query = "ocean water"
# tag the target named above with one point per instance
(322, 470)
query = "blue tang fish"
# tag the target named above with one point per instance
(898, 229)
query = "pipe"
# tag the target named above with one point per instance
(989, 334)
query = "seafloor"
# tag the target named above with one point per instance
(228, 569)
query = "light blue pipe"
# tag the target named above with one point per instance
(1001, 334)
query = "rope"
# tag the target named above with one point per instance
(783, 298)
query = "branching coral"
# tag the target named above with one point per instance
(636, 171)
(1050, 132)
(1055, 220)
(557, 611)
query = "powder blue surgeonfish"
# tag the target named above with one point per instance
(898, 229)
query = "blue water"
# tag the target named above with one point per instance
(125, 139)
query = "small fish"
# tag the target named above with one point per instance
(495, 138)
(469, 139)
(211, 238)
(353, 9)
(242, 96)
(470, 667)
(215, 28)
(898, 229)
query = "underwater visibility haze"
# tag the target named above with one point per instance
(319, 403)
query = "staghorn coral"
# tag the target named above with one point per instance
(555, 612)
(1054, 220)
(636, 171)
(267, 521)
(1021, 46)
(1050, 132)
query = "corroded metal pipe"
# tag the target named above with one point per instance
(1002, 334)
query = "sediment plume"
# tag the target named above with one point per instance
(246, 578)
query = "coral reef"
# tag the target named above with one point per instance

---

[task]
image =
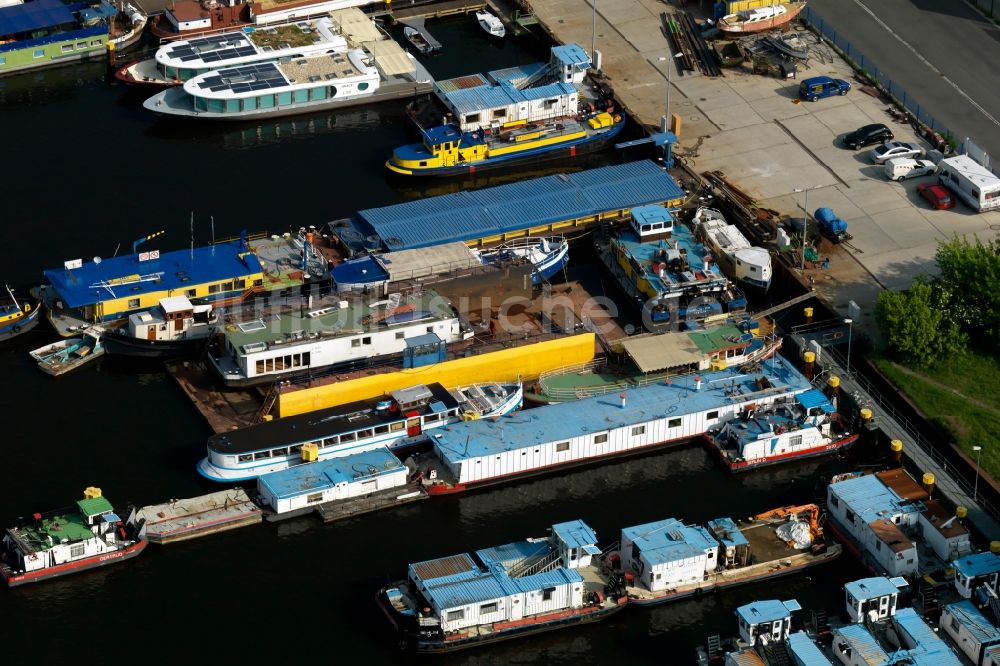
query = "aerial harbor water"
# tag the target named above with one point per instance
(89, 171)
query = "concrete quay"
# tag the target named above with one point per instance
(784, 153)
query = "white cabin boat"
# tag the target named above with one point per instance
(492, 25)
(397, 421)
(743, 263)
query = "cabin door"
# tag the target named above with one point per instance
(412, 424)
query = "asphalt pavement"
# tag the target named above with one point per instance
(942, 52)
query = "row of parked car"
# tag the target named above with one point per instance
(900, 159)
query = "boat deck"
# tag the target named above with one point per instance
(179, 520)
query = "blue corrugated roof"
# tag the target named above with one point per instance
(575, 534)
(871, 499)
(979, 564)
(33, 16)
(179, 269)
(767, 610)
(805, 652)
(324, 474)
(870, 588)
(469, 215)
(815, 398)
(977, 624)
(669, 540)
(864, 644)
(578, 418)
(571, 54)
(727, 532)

--

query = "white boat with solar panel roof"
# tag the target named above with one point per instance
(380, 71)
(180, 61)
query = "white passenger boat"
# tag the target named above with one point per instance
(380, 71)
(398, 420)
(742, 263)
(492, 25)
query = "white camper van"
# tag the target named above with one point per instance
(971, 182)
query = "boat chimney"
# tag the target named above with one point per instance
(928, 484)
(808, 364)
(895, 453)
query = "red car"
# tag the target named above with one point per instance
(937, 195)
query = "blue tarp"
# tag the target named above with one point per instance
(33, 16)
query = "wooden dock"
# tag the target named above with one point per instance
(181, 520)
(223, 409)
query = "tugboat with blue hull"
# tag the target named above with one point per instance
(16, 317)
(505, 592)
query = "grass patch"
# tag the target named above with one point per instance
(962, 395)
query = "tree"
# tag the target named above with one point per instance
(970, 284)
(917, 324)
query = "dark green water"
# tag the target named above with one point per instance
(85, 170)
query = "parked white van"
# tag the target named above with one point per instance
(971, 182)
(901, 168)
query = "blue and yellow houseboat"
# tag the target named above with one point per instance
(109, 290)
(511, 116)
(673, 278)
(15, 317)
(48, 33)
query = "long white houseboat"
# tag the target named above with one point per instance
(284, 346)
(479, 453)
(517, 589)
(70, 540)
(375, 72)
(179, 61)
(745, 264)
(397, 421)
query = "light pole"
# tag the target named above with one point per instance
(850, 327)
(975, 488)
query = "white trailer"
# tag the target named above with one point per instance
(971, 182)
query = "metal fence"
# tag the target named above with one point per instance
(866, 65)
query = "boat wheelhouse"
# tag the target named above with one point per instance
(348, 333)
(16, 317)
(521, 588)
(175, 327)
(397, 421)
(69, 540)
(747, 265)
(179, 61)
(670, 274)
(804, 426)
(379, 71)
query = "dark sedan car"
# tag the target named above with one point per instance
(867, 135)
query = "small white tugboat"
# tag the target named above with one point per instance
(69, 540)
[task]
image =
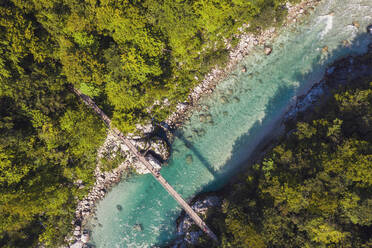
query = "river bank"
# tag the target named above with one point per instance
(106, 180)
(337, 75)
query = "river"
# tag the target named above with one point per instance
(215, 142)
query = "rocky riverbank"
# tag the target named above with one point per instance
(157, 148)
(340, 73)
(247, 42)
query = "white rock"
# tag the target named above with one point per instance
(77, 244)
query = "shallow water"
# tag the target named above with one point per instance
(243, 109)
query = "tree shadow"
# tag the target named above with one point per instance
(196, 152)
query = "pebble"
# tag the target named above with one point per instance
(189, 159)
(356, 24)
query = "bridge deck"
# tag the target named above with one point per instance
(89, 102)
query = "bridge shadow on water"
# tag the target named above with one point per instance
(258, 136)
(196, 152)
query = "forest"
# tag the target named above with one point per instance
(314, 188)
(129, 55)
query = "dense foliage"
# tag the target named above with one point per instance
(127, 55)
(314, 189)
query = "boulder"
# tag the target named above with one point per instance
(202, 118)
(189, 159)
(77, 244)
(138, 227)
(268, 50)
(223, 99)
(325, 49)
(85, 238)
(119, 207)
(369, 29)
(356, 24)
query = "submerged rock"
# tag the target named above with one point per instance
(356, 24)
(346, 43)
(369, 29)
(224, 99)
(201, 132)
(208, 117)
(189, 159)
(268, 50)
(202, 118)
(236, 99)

● **What the exercise asks**
Count how many lines in the data above contain the string "coral", treating uppercase and lowercase as different, and reply with only that number.

● **Completed task**
3